=== AUSZUG ZUM LESEN ===

Im Mai 2001 sprachen sich in einer Umfrage 76,1 Prozent der befragten Palästinenser für Selbstmordbombenanschläge gegen Israel aus. Das liegt nicht nur am mehr als 30 Jahre israelischer Besatzung und den damit verbundenen Leiden. Auch die Heimatlosigkeit von 3,5 Millionen Palästinensern begründet nicht, dass sich Teenager bereitwillig zu lebendigen Bomben ausbilden lassen, Eltern stolz darauf sind, wenn ihre Sprösslinge freiwillig in den Tod gehen und geistliche Führer das Ganze unverhohlen absegnen.

===

▶ _DEINE AUFGABEN_
1 – Schreib aus dem Text über die Palästinenser-Umfrage die Stelle ab, die mit "Im Mai 2001" anfängt und bis einschließlich "Ganze unverhohlen absegnen." reicht.
2 – Beantworte anhand des Textes über die Palästinenser-Umfrage diese Fragen:
(a) In welchem Monat und Jahr fand die Umfrage statt?
(b) Wie viel Prozent der Befragten sprachen sich für Selbstmordbombenanschläge gegen Israel aus?
(c) Wie viele Palästinenser sind laut Text heimatlos?
3 – Führe den Text über die Palästinenser-Umfrage im Anschluss an seinen letzten Satz weiter.

=== GESAMMELTE DATEN ===

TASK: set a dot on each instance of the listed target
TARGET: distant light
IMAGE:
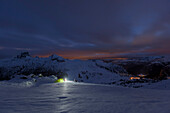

===

▶ _ANTWORTEN JE AUFGABE_
1 –
Im Mai 2001 sprachen sich in einer Umfrage 76,1 Prozent der befragten Palästinenser für Selbstmordbombenanschläge gegen Israel aus. Das liegt nicht nur am mehr als 30 Jahre israelischer Besatzung und den damit verbundenen Leiden. Auch die Heimatlosigkeit von 3,5 Millionen Palästinensern begründet nicht, dass sich Teenager bereitwillig zu lebendigen Bomben ausbilden lassen, Eltern stolz darauf sind, wenn ihre Sprösslinge freiwillig in den Tod gehen und geistliche Führer das Ganze unverhohlen absegnen.

2 –
(a) Im Mai 2001.
(b) 76,1 Prozent.
(c) 3,5 Millionen.

3 –
Der Hauptgrund für den erbitterten Widerstand der islamischen Welt gegen den Judenstaat ist religiös begründet. Rashid, der Versicherungsmakler aus el-Azariya erklärt stellvertretend für Millionen von Muslimen: „Nach islamischer Lehre dürfen wir auch nicht das kleinste Stückchen Land Palästina aufgeben.“

Die Islamische Lehre teilt die Welt in zwei Machtbereiche. Das „Haus des Islam“ (Dar al-Islam), das auch „Haus des Friedens“ (Dar e-Salaam) genannt wird, ist das Territorium, das unter der „Shari’a“, islamischem Recht, steht. Das sind alle Länder, in denen der Islam Staatsreligion ist. Der Rest der Welt wird als „Haus des Krieges“ (Dar al-Charb) bezeichnet. Das sind alle (noch) nicht-islamischen Länder.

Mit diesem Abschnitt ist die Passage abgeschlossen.